* BEGIN DATA FOR THE TASK *

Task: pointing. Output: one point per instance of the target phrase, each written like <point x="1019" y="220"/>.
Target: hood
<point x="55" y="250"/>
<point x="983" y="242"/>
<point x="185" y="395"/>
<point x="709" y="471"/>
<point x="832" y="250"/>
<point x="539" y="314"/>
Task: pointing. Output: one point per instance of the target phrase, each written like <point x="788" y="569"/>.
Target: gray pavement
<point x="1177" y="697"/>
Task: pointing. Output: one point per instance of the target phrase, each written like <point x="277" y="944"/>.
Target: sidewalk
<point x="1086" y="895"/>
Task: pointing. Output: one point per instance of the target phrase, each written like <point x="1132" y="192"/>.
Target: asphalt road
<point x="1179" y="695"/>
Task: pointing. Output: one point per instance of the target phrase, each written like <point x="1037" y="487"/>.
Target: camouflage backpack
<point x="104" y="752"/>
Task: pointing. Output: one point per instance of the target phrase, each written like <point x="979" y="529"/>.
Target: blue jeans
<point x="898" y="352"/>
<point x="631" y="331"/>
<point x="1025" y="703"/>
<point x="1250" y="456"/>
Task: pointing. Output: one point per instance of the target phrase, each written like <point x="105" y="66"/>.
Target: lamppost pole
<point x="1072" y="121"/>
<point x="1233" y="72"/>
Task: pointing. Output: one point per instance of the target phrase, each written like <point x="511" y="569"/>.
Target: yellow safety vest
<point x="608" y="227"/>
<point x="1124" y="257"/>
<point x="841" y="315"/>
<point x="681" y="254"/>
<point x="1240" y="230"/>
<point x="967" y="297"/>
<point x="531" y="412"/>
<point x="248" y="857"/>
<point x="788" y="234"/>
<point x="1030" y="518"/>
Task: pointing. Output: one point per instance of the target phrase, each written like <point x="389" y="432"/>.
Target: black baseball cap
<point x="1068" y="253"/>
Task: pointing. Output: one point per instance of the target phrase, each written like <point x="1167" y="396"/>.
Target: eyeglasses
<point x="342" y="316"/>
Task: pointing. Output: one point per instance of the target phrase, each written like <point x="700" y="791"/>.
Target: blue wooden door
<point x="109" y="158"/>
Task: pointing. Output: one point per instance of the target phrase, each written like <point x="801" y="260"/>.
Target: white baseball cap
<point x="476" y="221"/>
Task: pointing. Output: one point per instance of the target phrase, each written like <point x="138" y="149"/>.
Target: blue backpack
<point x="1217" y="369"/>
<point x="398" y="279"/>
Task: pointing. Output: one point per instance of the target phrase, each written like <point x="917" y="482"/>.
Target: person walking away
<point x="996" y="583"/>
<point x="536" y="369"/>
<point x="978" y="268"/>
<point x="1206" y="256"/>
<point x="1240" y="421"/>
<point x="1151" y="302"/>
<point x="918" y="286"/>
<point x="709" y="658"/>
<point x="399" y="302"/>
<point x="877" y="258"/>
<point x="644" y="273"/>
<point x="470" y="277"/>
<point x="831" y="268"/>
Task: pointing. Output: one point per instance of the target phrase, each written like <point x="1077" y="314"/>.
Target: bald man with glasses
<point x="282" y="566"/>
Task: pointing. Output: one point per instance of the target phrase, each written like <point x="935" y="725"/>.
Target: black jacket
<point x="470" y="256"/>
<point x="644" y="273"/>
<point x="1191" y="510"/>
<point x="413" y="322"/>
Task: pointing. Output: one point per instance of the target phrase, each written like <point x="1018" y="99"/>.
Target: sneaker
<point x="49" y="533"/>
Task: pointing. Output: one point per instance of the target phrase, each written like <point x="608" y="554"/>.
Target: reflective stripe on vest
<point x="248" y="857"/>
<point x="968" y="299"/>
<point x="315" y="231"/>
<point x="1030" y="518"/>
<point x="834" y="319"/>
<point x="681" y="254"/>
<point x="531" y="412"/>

* END DATA FOR THE TASK *

**DIRECTION**. Reproduce every record above exactly as it appears.

**ANSWER TO THIS EXERCISE**.
Task: pointing. Output: one point per instance of the target phrase, each written like <point x="1019" y="220"/>.
Target: hood
<point x="55" y="250"/>
<point x="983" y="242"/>
<point x="185" y="395"/>
<point x="709" y="471"/>
<point x="832" y="250"/>
<point x="539" y="314"/>
Task: pointing. Output: one point per instance of the target phrase, each written like <point x="788" y="569"/>.
Target: gray pavement
<point x="1177" y="697"/>
Task: pointing. Output: one point per instance of the target phrase, each written like <point x="277" y="944"/>.
Target: sidewalk
<point x="1086" y="895"/>
Task: pointing. Output: one point per instance of the target phrase, each written like <point x="1132" y="192"/>.
Target: asphalt road
<point x="1179" y="695"/>
Task: pointing. Output: one point per instance of the target phrase, each written like <point x="1037" y="487"/>.
Target: camouflage backpack
<point x="104" y="752"/>
Task: pointing. Output: one point per instance of the target phrase, each written like <point x="979" y="529"/>.
Target: blue jeans
<point x="898" y="352"/>
<point x="631" y="331"/>
<point x="1025" y="703"/>
<point x="1250" y="456"/>
Task: pointing. Output: one point per instance of the target phrase, each written like <point x="105" y="66"/>.
Target: lamppost pole
<point x="1072" y="121"/>
<point x="1233" y="72"/>
Task: pointing. Output: one point per instance of the target phrase, each written like <point x="511" y="569"/>.
Target: yellow safety vest
<point x="608" y="227"/>
<point x="1124" y="257"/>
<point x="841" y="315"/>
<point x="681" y="254"/>
<point x="1240" y="230"/>
<point x="967" y="297"/>
<point x="531" y="412"/>
<point x="248" y="857"/>
<point x="788" y="234"/>
<point x="1030" y="518"/>
Task: pointing. Output: one point per instance of the target phrase, each written like <point x="389" y="432"/>.
Target: black baseball cap
<point x="1068" y="253"/>
Task: pointing. Output: one point per instance of the target phrase, each written like <point x="1167" y="396"/>.
Target: eyeglasses
<point x="342" y="316"/>
Task: pointing. Output: one point per instance of the target phrase, each written like <point x="700" y="791"/>.
Target: blue wooden door
<point x="109" y="158"/>
Task: pointing. Output: one point per instance of the target phrase, each written like <point x="801" y="260"/>.
Target: white baseball cap
<point x="476" y="221"/>
Task: pointing. Output: one point per instance of the target phrase, each written like <point x="138" y="149"/>.
Target: blue backpack
<point x="1217" y="369"/>
<point x="398" y="279"/>
Task: pointing. Output: one point per instance of the target phrase, each written like <point x="917" y="482"/>.
Target: person walking away
<point x="996" y="583"/>
<point x="536" y="369"/>
<point x="978" y="268"/>
<point x="1206" y="256"/>
<point x="1240" y="421"/>
<point x="1151" y="302"/>
<point x="918" y="286"/>
<point x="709" y="658"/>
<point x="399" y="302"/>
<point x="877" y="258"/>
<point x="644" y="273"/>
<point x="470" y="277"/>
<point x="831" y="268"/>
Task: pointing. Output: one point per instance of the target phrase, each written like <point x="1077" y="314"/>.
Target: bald man with glasses
<point x="282" y="566"/>
Task: pointing. Output: one point per instance of the target phrase, each written like <point x="935" y="725"/>.
Target: black jacket
<point x="470" y="256"/>
<point x="644" y="273"/>
<point x="1191" y="510"/>
<point x="413" y="322"/>
Task: pointing. Output: one point per instance of the target phrase, each written like <point x="1018" y="99"/>.
Target: sneaker
<point x="49" y="533"/>
Task: pointing. Output: one point per instance of the target phrase, each written like <point x="608" y="554"/>.
Target: reflective stripe on vest
<point x="248" y="857"/>
<point x="968" y="299"/>
<point x="315" y="231"/>
<point x="1030" y="518"/>
<point x="834" y="319"/>
<point x="681" y="254"/>
<point x="531" y="412"/>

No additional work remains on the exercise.